• REQUEST: Edit the listing from the line that contains "compact like (225,85)." through the end, putting "boulder" wherever "gray rock" appears and changing nothing else. Give back only those lines.
-- START --
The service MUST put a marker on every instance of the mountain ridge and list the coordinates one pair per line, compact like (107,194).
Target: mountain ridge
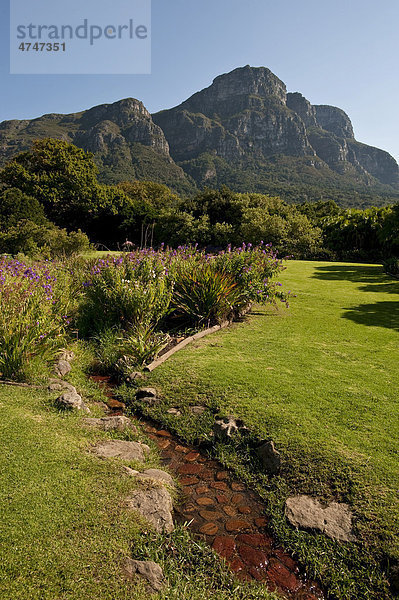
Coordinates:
(243,130)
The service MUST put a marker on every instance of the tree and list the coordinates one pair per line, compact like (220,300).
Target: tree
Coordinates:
(62,177)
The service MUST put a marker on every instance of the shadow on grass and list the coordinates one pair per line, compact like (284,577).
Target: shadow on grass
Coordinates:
(373,276)
(354,273)
(378,314)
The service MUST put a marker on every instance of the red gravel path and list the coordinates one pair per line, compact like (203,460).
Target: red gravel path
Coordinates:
(228,516)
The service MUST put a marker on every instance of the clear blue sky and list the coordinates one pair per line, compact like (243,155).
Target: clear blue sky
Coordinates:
(339,52)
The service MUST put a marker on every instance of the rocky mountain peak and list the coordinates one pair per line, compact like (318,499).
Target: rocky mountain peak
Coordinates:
(335,120)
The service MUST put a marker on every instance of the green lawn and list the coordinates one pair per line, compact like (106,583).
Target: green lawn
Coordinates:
(63,526)
(321,379)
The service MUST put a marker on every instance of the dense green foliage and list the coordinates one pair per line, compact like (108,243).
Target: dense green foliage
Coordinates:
(321,380)
(57,182)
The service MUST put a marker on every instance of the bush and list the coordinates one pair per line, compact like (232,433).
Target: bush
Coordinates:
(42,241)
(32,316)
(205,295)
(391,266)
(124,292)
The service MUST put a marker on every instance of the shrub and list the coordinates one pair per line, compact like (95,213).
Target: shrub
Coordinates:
(32,316)
(205,295)
(42,241)
(123,292)
(391,266)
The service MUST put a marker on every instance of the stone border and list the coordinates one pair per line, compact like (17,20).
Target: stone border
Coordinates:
(197,336)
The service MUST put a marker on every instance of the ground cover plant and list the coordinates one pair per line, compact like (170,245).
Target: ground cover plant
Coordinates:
(34,300)
(63,526)
(138,299)
(321,380)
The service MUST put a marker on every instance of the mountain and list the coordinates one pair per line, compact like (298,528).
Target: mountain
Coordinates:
(244,130)
(125,141)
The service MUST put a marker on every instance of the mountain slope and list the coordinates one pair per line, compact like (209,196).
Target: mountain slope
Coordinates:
(245,125)
(125,141)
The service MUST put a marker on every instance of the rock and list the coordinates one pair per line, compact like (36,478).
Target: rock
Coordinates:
(393,578)
(117,423)
(67,355)
(197,410)
(155,505)
(57,385)
(151,573)
(270,457)
(150,400)
(227,427)
(70,401)
(146,393)
(134,376)
(122,449)
(154,474)
(62,368)
(335,520)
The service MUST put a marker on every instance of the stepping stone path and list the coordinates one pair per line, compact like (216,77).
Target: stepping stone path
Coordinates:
(121,449)
(229,516)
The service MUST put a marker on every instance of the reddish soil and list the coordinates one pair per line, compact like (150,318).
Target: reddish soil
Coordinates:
(228,515)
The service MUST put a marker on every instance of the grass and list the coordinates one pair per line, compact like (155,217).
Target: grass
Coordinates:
(321,380)
(63,525)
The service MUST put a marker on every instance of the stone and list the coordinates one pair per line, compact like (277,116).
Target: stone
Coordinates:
(224,545)
(335,520)
(174,411)
(228,426)
(134,376)
(155,505)
(209,529)
(122,449)
(202,489)
(150,572)
(210,515)
(282,577)
(237,487)
(220,485)
(188,481)
(67,355)
(146,393)
(236,525)
(190,469)
(197,410)
(192,456)
(71,401)
(150,400)
(222,499)
(253,557)
(204,501)
(244,509)
(157,475)
(257,540)
(237,499)
(182,449)
(62,368)
(117,423)
(58,385)
(163,433)
(230,510)
(269,457)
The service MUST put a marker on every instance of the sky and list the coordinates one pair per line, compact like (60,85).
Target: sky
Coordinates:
(339,52)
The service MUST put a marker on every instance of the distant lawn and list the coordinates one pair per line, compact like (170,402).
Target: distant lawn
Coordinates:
(322,379)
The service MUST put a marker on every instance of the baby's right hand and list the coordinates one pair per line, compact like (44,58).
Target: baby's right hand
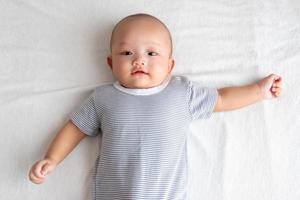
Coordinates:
(40,169)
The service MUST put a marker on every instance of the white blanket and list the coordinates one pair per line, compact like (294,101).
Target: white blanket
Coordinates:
(53,53)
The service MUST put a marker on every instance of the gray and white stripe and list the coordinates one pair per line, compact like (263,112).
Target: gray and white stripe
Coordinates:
(143,151)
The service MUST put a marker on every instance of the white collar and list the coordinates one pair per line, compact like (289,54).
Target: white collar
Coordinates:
(146,91)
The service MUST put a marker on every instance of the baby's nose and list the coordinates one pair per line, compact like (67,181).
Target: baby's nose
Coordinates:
(139,61)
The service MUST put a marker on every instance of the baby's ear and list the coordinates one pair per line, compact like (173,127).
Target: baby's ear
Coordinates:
(171,64)
(109,61)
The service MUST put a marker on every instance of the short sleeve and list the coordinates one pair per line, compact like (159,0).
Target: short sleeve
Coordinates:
(201,100)
(86,117)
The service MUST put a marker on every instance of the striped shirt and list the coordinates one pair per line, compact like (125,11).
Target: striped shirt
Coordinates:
(143,152)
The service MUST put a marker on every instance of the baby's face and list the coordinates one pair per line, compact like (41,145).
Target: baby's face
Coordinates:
(140,56)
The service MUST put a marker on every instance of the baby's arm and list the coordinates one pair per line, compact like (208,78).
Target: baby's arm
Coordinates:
(237,97)
(63,143)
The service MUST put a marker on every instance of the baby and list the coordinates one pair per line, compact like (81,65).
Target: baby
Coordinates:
(144,117)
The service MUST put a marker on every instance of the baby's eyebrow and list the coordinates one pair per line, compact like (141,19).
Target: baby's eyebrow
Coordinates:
(148,43)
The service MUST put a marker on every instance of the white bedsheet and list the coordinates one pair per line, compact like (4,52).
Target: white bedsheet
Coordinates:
(53,53)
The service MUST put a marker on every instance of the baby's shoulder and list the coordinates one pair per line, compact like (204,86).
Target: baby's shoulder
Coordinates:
(102,89)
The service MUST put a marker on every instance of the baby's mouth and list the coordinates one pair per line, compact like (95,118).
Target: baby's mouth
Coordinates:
(139,72)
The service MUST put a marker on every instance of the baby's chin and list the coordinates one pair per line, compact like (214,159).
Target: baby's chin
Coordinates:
(140,84)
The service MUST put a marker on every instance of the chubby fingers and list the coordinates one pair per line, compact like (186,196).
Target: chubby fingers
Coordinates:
(36,174)
(276,85)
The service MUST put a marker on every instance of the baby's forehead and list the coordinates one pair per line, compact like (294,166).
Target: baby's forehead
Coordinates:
(140,22)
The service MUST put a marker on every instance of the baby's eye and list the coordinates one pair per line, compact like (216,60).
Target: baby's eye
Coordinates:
(126,53)
(151,53)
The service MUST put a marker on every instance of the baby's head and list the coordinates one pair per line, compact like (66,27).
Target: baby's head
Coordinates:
(141,51)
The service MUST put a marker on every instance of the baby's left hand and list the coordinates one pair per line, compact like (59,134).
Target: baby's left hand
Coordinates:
(270,86)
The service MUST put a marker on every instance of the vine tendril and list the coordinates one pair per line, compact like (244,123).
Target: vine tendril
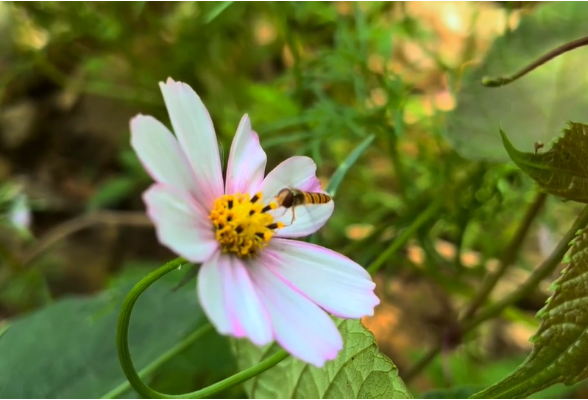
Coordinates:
(124,354)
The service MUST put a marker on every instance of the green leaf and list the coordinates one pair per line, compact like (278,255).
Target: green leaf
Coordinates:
(457,392)
(68,349)
(359,372)
(561,171)
(534,106)
(561,343)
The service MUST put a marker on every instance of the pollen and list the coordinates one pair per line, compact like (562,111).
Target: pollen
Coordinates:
(242,223)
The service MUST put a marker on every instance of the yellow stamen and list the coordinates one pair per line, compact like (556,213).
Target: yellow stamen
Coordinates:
(242,225)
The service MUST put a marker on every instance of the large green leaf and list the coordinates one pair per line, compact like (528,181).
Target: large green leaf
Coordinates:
(561,171)
(560,345)
(359,372)
(68,350)
(536,105)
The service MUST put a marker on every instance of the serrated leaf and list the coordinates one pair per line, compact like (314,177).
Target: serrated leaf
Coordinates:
(68,349)
(359,372)
(534,106)
(561,171)
(561,343)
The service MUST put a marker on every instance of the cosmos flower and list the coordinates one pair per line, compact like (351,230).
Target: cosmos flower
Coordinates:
(255,281)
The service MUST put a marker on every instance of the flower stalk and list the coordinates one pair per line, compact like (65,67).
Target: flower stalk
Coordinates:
(122,343)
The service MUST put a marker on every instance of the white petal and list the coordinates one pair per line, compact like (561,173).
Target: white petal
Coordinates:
(180,223)
(303,220)
(297,172)
(230,300)
(333,281)
(247,160)
(300,326)
(160,153)
(195,131)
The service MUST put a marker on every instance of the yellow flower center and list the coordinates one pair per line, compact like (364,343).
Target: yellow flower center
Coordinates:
(242,224)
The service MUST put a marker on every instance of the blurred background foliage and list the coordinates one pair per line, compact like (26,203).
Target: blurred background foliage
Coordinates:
(316,78)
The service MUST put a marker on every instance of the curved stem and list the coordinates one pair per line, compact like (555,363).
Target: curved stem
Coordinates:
(122,343)
(177,349)
(505,80)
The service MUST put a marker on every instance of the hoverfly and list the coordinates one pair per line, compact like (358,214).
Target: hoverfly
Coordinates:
(290,198)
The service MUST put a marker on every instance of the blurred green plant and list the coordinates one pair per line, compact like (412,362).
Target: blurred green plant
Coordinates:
(320,79)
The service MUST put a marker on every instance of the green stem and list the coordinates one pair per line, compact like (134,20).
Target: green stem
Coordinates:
(122,342)
(168,355)
(508,257)
(505,80)
(544,270)
(405,235)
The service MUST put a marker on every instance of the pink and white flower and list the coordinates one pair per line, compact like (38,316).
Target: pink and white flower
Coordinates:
(255,281)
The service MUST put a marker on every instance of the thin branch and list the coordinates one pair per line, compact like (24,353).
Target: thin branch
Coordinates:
(58,233)
(505,80)
(544,270)
(508,256)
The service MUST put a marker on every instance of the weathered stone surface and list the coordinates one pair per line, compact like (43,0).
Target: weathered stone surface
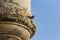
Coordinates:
(16,20)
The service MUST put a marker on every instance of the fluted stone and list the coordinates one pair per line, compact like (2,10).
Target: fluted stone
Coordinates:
(16,20)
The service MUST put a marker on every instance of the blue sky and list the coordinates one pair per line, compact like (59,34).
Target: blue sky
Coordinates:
(47,19)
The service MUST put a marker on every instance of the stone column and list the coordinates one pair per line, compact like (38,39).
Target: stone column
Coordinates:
(16,20)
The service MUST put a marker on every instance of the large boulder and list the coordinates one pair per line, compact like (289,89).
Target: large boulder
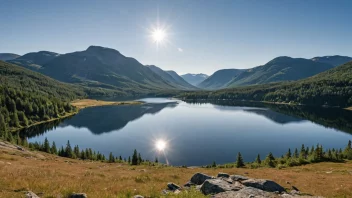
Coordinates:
(78,195)
(246,192)
(199,178)
(214,186)
(238,177)
(263,184)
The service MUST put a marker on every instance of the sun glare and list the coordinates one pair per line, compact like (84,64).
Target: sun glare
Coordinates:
(158,35)
(160,145)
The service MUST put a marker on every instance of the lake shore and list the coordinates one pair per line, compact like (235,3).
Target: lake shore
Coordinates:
(85,103)
(58,176)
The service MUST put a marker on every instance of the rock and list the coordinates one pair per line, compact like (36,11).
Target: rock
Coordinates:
(246,192)
(295,188)
(238,177)
(78,195)
(262,184)
(223,175)
(199,178)
(31,194)
(214,186)
(173,186)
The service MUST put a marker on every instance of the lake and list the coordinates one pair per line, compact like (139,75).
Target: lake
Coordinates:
(198,133)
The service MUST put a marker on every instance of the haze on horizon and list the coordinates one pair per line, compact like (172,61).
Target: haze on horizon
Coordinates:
(203,36)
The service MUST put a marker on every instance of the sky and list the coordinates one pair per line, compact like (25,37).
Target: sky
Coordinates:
(202,36)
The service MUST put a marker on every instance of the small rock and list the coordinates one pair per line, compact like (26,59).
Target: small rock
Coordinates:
(199,178)
(238,177)
(78,195)
(31,194)
(173,186)
(214,186)
(262,184)
(223,175)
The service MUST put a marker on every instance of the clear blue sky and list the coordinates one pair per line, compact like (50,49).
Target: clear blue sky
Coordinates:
(213,34)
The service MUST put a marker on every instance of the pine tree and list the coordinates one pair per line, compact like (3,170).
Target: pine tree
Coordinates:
(135,158)
(46,146)
(53,148)
(288,154)
(258,160)
(239,161)
(295,155)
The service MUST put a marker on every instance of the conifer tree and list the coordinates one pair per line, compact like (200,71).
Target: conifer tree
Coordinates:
(53,148)
(135,158)
(46,147)
(239,161)
(258,160)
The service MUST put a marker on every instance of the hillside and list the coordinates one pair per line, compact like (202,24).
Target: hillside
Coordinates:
(333,60)
(34,60)
(332,87)
(173,78)
(180,80)
(194,79)
(279,69)
(8,56)
(220,79)
(102,67)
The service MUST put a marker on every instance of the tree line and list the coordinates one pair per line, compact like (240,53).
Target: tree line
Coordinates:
(305,155)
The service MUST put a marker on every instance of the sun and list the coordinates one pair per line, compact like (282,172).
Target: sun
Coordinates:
(158,35)
(160,145)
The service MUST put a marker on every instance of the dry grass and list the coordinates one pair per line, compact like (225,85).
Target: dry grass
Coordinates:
(53,176)
(84,103)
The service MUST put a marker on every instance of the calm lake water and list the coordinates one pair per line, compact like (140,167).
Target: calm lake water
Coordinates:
(199,133)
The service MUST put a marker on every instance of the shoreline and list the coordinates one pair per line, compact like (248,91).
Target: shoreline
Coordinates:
(81,104)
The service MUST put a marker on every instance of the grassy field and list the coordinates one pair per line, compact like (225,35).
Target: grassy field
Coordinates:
(52,176)
(84,103)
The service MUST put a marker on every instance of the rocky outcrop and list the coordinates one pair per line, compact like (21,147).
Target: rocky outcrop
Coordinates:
(235,186)
(199,178)
(266,185)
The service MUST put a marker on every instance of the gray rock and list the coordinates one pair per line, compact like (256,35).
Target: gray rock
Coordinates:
(247,192)
(78,195)
(173,187)
(223,175)
(214,186)
(199,178)
(238,177)
(31,194)
(262,184)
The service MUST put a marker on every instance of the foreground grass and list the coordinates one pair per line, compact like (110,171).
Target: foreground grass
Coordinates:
(84,103)
(52,176)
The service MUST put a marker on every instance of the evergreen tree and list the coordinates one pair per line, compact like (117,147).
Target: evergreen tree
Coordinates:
(135,158)
(288,154)
(46,146)
(239,161)
(295,155)
(258,160)
(53,148)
-- END --
• EXERCISE RESULT:
The service MUST put a marker on every instance of the dry grass and list the coordinates one pair per line, compact like (225,85).
Target: dry grass
Coordinates:
(53,176)
(84,103)
The service MUST put a marker on every instance of the calm lake water and list the coordinates one pair per line, compact like (140,167).
Target: calm lake water
Coordinates:
(199,133)
The service MUST put a marker on every instance of the shoreline and list the coordinates one pair per line, compact like (248,91).
Target: shoreline
Coordinates:
(81,104)
The service MUST put a marker on every instance of the grassy field and list the coordinates one pair per line, compact like (225,35).
Target: grassy field
Coordinates:
(52,176)
(84,103)
The service MUST put a marker on every instance of the rocky outcrop and list the coordinates one pair per line, compact like (21,147).
Target: rocky outcrop
Coordinates:
(235,186)
(199,178)
(266,185)
The service MUST put a marker on every instance of the boulder and list the coordinates one pair per line, compact like (256,35).
Target: boulder
Coordinates:
(247,192)
(78,195)
(173,187)
(223,175)
(214,186)
(199,178)
(238,177)
(31,194)
(262,184)
The service MUST put a marker on every instance of the foreground grass and list the coordinates one pair per line, compact like (110,171).
Target: foreground grass
Coordinates:
(84,103)
(52,176)
The service MUST put a marker on every instance of the evergreen tree and list the coordinates one pair per line, compact like (117,147).
Target: evergreen tree
Coordinates:
(135,158)
(288,154)
(46,146)
(239,161)
(295,155)
(258,160)
(53,148)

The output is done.